| Exercise instructions |
- a) Decide whether each statement agrees with the blog passage. Answer yes or no for each, and quote the deciding words.
(i) The Code Monkey increased the memory for the run but left the code in the git repo unchanged.
(ii) The writer personally calls Python a "toy" language.
(iii) The writer's humbling experiences came during undergraduate study.
- b) List every language the blog passage says the Code Monkey treats as a "toy" language.

Of course, that's not how it feels.

It feels like the new folks to the business think they have a monopoly on the project even though they just joined the company. It feels like they have no respect for the ideas the project was built on, so that their changes to the codebase make no sense, and in fact are counter to the goals that the project was built on.

It feels like they are being jerks.

And who knows… maybe they are. Maybe they aren't. It's not only impossible to tell, it's also completely unimportant. You find yourself in the minority and it's time to move on. No anger, no grief… maybe a bit of sadness for what's been lost, but loss is part of life. You can't allow the project to be what the new blood wants it to be - sees it to be in their minds, if you're there holding them back.

It's also not really fair to just sit in the group and allow the changes to occur around you. That's just gold bricking. Yeah, you know the code, yeah, you like the project, but it's all going in a different direction and it's time to just cut the cord. Allow the project to be what it will be under their stewardship.

It's time for me to move out of this group. As much as I'd like to keep working on what I'm doing, it's not good for the group or me.

The Amazing Arrogance of Youth

Tuesday, May 28th, 2013

Code Monkeys

It probably shouldn't be surprising to me at all that the event that got me back to writing is arrogance of Code Monkeys. These are the young Rock Stars of the community that think that Ruby is the only language you need to know, and everything else is so much less that it's hardly worth their time. Bash, C++, Python - all "toy" languages to the Code Monkey, as the One True Language is ruby.

Of course, they are pumped up by people telling them they are amazing. They solve a few problems by throwing hardware at it, and they think they are the Oracle at Delphi of everything software, and as long as they can do just a little bit more than the next guy, their confidence and assurance grows. It's kinda sad.

I can remember experiencing several humbling experiences in grad school, and for those I am eternally grateful. I have no desire to ever be like these guys, but I can realize that I probably was back before grad school. But that was a long time before I got out into "The World". By then I knew… I was not all that. I was just a hard worker.

So this came to mind this morning I looked at a failed job in a cron email. I sent the guys responsible for the job an email saying they might want to up the memory for the JRuby JVM, as that was the cause of the failure. The Code Monkey responsible for the job said that he upped it for the run, but didn't change it in the code in the git repo because it wasn't needed.

Now in my mind this isn't possible. If the code is a one-time (a.k.a. throw-away) script, or code, then it's not in the repo as it has no value past it's one use. But if it has value past it's one use, then it's in the repo. If it has value, then it should be fixed for the memory problem. So he's either wrong in putting it in the repo, or wrong for not updating it. I know this, but I try to be nice and ask him "What's the harm in updating it?"

His response I could have guessed: "It's done, there's no reason to update it." Spoken like a true Code Monkey. They hate comments. Why? All ruby code is self-documenting. What they really mean is that everyone should get used to re-reading and re-understanding the code every time they approach it. Documentation just gets in the way of that constant process of self-re-learning. He had no belief that the script would ever be used again, but that's because he's got the time horizon of two weeks. And because he can't see it, it must not be needed. Done.

| Data entries |
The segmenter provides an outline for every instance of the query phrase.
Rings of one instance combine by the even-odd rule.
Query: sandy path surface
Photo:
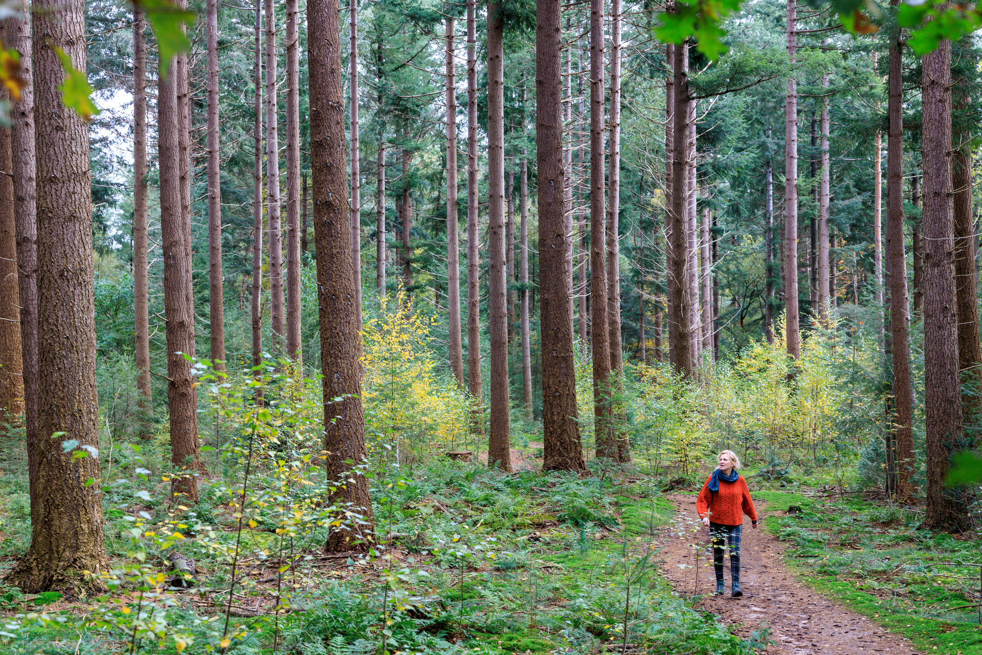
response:
[[[709,528],[698,523],[695,494],[670,496],[678,514],[669,526],[663,528],[665,547],[662,550],[665,576],[682,596],[709,594],[716,588],[712,553],[708,549]],[[762,501],[755,501],[758,516],[770,516]],[[762,512],[761,509],[764,508]],[[774,514],[778,514],[775,512]],[[692,529],[698,525],[695,532]],[[695,567],[696,550],[700,544],[699,566]],[[786,655],[853,655],[886,653],[916,655],[910,642],[887,631],[869,619],[832,601],[818,592],[799,584],[784,563],[786,544],[761,529],[751,529],[744,517],[743,541],[740,547],[740,587],[742,598],[730,596],[730,559],[724,560],[727,593],[706,595],[697,607],[718,615],[747,636],[760,624],[771,628],[771,638],[777,642],[768,653]],[[708,566],[704,566],[708,565]]]

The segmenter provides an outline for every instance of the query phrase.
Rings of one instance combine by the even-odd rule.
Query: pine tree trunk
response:
[[[195,476],[202,469],[197,447],[197,391],[191,362],[194,355],[194,299],[191,291],[191,215],[186,212],[185,141],[190,145],[184,98],[187,55],[177,55],[169,75],[160,72],[157,92],[157,150],[160,168],[160,240],[164,258],[164,314],[167,318],[167,409],[171,464],[186,471],[172,481],[180,503],[197,503]],[[188,152],[190,154],[190,152]]]
[[[829,76],[822,76],[822,88],[828,89]],[[827,91],[826,91],[827,92]],[[822,178],[818,191],[818,314],[823,321],[829,320],[829,306],[835,302],[833,289],[835,281],[830,280],[832,268],[829,259],[829,98],[822,98],[822,116],[819,128],[822,133],[821,168]],[[831,297],[831,298],[830,298]]]
[[[276,16],[274,0],[265,0],[266,27],[266,221],[269,229],[269,313],[273,352],[283,351],[287,334],[283,296],[283,227],[280,221],[280,142],[277,109]]]
[[[257,378],[262,372],[262,0],[255,1],[255,125],[253,126],[252,164],[252,367]],[[262,390],[256,389],[256,403],[262,403]]]
[[[484,434],[481,415],[481,314],[477,243],[477,53],[475,0],[467,0],[467,390],[471,429]]]
[[[352,261],[352,222],[345,169],[345,110],[341,86],[341,30],[337,0],[308,0],[307,29],[322,38],[307,41],[310,80],[310,161],[313,174],[314,248],[324,384],[324,469],[330,480],[348,478],[333,494],[360,515],[361,524],[331,532],[328,552],[363,550],[374,528],[368,479],[347,473],[365,459],[361,407],[361,337],[358,334]],[[335,401],[335,399],[342,399]]]
[[[924,166],[924,382],[927,505],[923,527],[965,522],[965,508],[945,489],[949,458],[962,439],[958,315],[952,207],[952,44],[921,60]]]
[[[208,47],[208,308],[211,362],[225,370],[225,299],[222,275],[221,150],[218,136],[218,2],[207,0]]]
[[[353,3],[354,5],[354,3]],[[300,2],[287,0],[287,356],[300,363]],[[306,226],[303,226],[306,232]],[[358,285],[358,289],[361,287]],[[358,306],[361,306],[360,295]]]
[[[0,31],[6,41],[7,29],[0,27]],[[0,95],[10,102],[6,89]],[[17,422],[24,410],[13,158],[10,128],[0,127],[0,171],[4,173],[0,175],[0,416],[8,425]]]
[[[673,346],[672,357],[675,369],[688,378],[694,373],[691,337],[692,299],[688,297],[690,288],[686,282],[688,261],[688,239],[685,225],[688,204],[686,202],[686,146],[688,129],[688,43],[676,45],[673,50],[674,82],[672,85],[672,180],[671,180],[671,247],[669,248],[669,348]],[[668,149],[666,147],[666,149]],[[672,329],[674,328],[674,329]],[[672,338],[674,337],[674,339]],[[674,342],[674,343],[673,343]]]
[[[542,340],[542,430],[545,470],[584,470],[570,321],[571,289],[566,257],[563,189],[563,78],[560,0],[536,1],[536,168],[539,209],[539,317]],[[525,181],[522,166],[522,183]],[[524,184],[522,184],[524,188]],[[525,212],[522,212],[524,216]],[[524,219],[522,220],[524,224]],[[523,234],[527,234],[524,230]],[[527,248],[522,259],[527,258]],[[527,279],[527,268],[524,272]],[[528,287],[524,287],[524,307]],[[524,311],[527,316],[527,311]],[[527,320],[525,321],[527,325]],[[525,331],[523,330],[523,335]],[[524,336],[523,336],[524,339]],[[524,344],[523,344],[524,348]],[[526,388],[530,387],[530,381]],[[530,394],[526,395],[526,402]]]
[[[797,0],[788,0],[788,58],[791,66],[797,51]],[[788,355],[801,352],[798,334],[797,293],[797,81],[788,78],[785,98],[785,339]]]
[[[524,132],[524,123],[522,123]],[[521,158],[518,172],[518,212],[521,223],[521,257],[518,276],[521,282],[521,398],[525,405],[525,416],[532,418],[532,348],[529,326],[528,303],[528,161]],[[572,304],[572,302],[571,302]],[[572,329],[571,324],[571,329]]]
[[[604,170],[604,2],[590,0],[590,347],[593,353],[593,439],[598,458],[616,458],[611,428],[611,354],[607,320],[607,198]]]
[[[900,0],[891,0],[895,7]],[[890,34],[890,80],[887,115],[887,242],[890,248],[890,324],[894,362],[894,438],[897,500],[914,499],[913,408],[907,328],[907,270],[903,247],[903,71],[900,28]]]
[[[92,201],[88,125],[62,103],[65,72],[54,47],[85,70],[84,3],[35,0],[32,53],[37,164],[38,434],[64,432],[98,448]],[[84,598],[108,572],[96,457],[74,460],[62,439],[38,439],[30,548],[8,573],[26,593]],[[78,451],[79,449],[75,449]]]
[[[27,447],[27,476],[30,482],[31,502],[33,502],[33,489],[37,482],[37,389],[39,379],[37,377],[37,163],[34,152],[34,88],[31,81],[31,42],[30,42],[30,16],[12,17],[6,21],[6,34],[4,41],[7,47],[13,48],[21,53],[21,71],[25,80],[28,83],[21,89],[21,99],[15,102],[11,111],[11,148],[14,154],[14,217],[17,222],[17,263],[19,269],[18,285],[19,299],[21,304],[21,355],[23,357],[24,369],[24,431]],[[142,32],[140,32],[142,33]],[[135,57],[136,59],[136,57]],[[142,75],[142,69],[140,69]],[[134,102],[137,100],[137,93],[134,93]],[[144,96],[145,97],[145,96]],[[145,162],[145,134],[146,134],[146,107],[143,105],[143,134],[144,134],[144,162]],[[135,148],[135,159],[136,155]],[[143,170],[145,171],[145,164]],[[144,173],[145,176],[145,173]],[[139,183],[136,183],[139,187]],[[144,202],[145,201],[145,183]],[[135,203],[135,213],[138,205]],[[145,225],[146,214],[144,209],[143,222]],[[146,232],[143,233],[144,243]],[[136,247],[136,245],[135,245]],[[144,246],[145,252],[145,246]],[[145,261],[145,257],[144,257]],[[136,285],[136,281],[135,281]],[[146,268],[143,269],[143,316],[144,326],[146,324]],[[135,308],[136,317],[139,316]],[[144,337],[148,331],[144,330]],[[138,342],[137,342],[138,343]],[[146,351],[146,361],[149,361],[149,349]],[[139,359],[137,357],[137,366]],[[137,388],[143,391],[140,385],[144,375],[149,378],[148,364],[139,368],[136,378]],[[146,379],[146,394],[149,394],[150,381]],[[142,402],[142,396],[140,397]],[[145,408],[140,408],[145,412]],[[142,433],[141,433],[142,434]]]
[[[771,126],[767,126],[771,140]],[[764,337],[774,343],[774,167],[771,154],[764,165]]]
[[[464,386],[461,333],[461,239],[457,222],[457,66],[454,63],[454,19],[447,19],[447,313],[450,368],[457,386]],[[384,184],[384,182],[383,182]],[[383,227],[384,229],[384,227]]]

| Responses in order |
- a)
(i) Yes: "he upped it for the run, but didn't change it in the code in the git repo because it wasn't needed."
(ii) No: "Bash, C++, Python - all "toy" languages to the Code Monkey, as the One True Language is ruby."
(iii) No: "I can remember experiencing several humbling experiences in grad school"

- b) Bash, C++, Python